▶ _CONSIGNE_: Rédigez la suite de l'extrait sur l'affaire de la ligue du Nord en reprenant après sa dernière phrase.

Affaire de la ligue du Nord

Il semblait que cette « bonne intelligence » ne se réaliserait jamais. Georges Ier, toujours anxieux pour son électorat de Hanovre, redoutait encore la versatilité du Régent et son influence sur les puissances du Nord. Cette anxiété lui suggéra une démarche faite en cachette de la France. Le 5 janvier 1719, un traité d’alliance défensive fut signé à Vienne entre l’Empereur, comme souverain des pays héréditaires, et les rois de Grande-Bretagne et de Pologne comme électeurs de Hanovre et de Saxe[48]. Ils se garantissaient réciproquement les Etats qu’us possédaient dans l’Empire, et, de plus, le royaume de Pologne et le grand-duché de Lituanie contre toute agression venant du dehors et toute machination factieuse à l’instigation des puissances étrangères. Cet engagement devait subsister jusqu’à l’entière pacification du Nord. On inviterait les autres puissances, surtout les Princes et États de l’Empire et les États-Généraux, a entrer dans l’alliance que l’on qualifiait de purement défensive Le Régent avait eu connaissance de cet accord par Vienne et se plaignait hautement de la défiance de Georges Ier à son égard Dubois renchérit et montra son maître touche et attriste par cette conduite qui atteignait gravement son prestige en France et Stanhope se trouva repris d’inquiétudes et comprit ou crut comprendre que « des reproches si peu naturels ne pouvaient être qu’un prélude à quelque chose de plus fâcheux[49].

 

Suède

La guerre était déclarée, les jours s’écoulaient et il devenait urgent de mettre fin aux complications qui pouvaient surgir dans le Nord. Il faut, écrivait Dubois à Stanhope, saisir cette occasion que la Providence nous offre pour achever de donner la paix à l’Europe, une paix très équitable. Le seul moyen de faire tomber l’Espagne tout d’un coup sans lui laisser aucune ressource, est de former le projet d’une paix générale dans, le Nord[50]. » La disparition de Charles XII offrait une chance unique à saisir, il fallait créer des faits accomplis qui empêchassent désormais le Régent d’hésiter entre Torcy et Dubois presque également ministres de sa politique extérieure ; les Anglais, pour leur part, sentaient qu’il n’y avait plus une heure à perdre et allaient s’occuper particulièrement du sort de la couronne de Suède[51]. Les alliés de Londres avaient à choisir entre deux candidats à la succession de Charles XII, son beau-frère le prince Frédéric de Hesse, et son neveu Charles-Frédéric duc de Holstein Gottorp ; l’occasion était belle d’obtenir du roi élu et de ses électeurs l’engagement de souscrire à la paix qu’on imposerait aux puissances du Nord.

▶ _DONNÉES FOURNIES_:
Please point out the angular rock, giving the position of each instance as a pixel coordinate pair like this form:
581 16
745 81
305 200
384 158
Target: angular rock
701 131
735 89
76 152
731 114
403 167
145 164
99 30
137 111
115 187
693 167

▶ _RÉPONSE_:
 

Russie

En même temps, Dubois voulait qu’on fît des avances à la Russie pour la détourner de l’idée d’exciter des troubles en Suède et de fournir à Alberoni l’occasion de les aggraver ou du moins de les entretenir. On ferait miroiter aux regards de Pierre Ier des avantages solides et lorsque la Russie, la Suède et le Hanovre seraient nantis, il deviendrait facile d’amener le Danemark et la Prusse isolés à se soumettre à ce qu’on exigerait d’eux.

 

Menace de conflit dans le Nord

Mais, déjà, le traité du 5 janvier portait ses fruits. Dès le mois de février, une armée hanovrienne de douze mille hommes le Nord entrait en Mecklembourg, au nom des trois signataires, se saisissait des domaines du duc, y installait des Commissaires hanovriens[52]. Pour calmer les inquiétudes que la Prusse pouvait concevoir touchant l’extension du Hanovre, on «lui offrait Stettin, on tournait ses ambitions vers l’Est, lui suggérant d’expulser les Russes de Pologne et, si le Tsar ne se contentait pas de Pétersbourg et Narva, à lui reprendre Smolensk et Kief. Pendant que Prusse, Pologne et Russie en viendraient aux mains, le Hanovre ferait son chemin. Maintenant que la mort de Charles XII entraînait la quasi-disparition de la Suède, les princes allemands s’apercevaient enfin de l’erreur qu’ils avaient commise en fondant la grandeur de la Prusse et de la Russie aux dépens de la Suède, mais combatifs comme ils l’étaient, ils prétendaient corriger cette erreur, remettre à leur place le Tsar et le roi de Prusse, une place aussi exiguë que possible, et pour cela recourir à la force des armes. Cette perspective bouleversait le plan de Dubois qui tendait à ménager le Tsar, entraîner la Prusse dans la Triple-Alliance, empêcher toute guerre dans le Nord et interdire à Alberoni l’espoir de la faire renaître.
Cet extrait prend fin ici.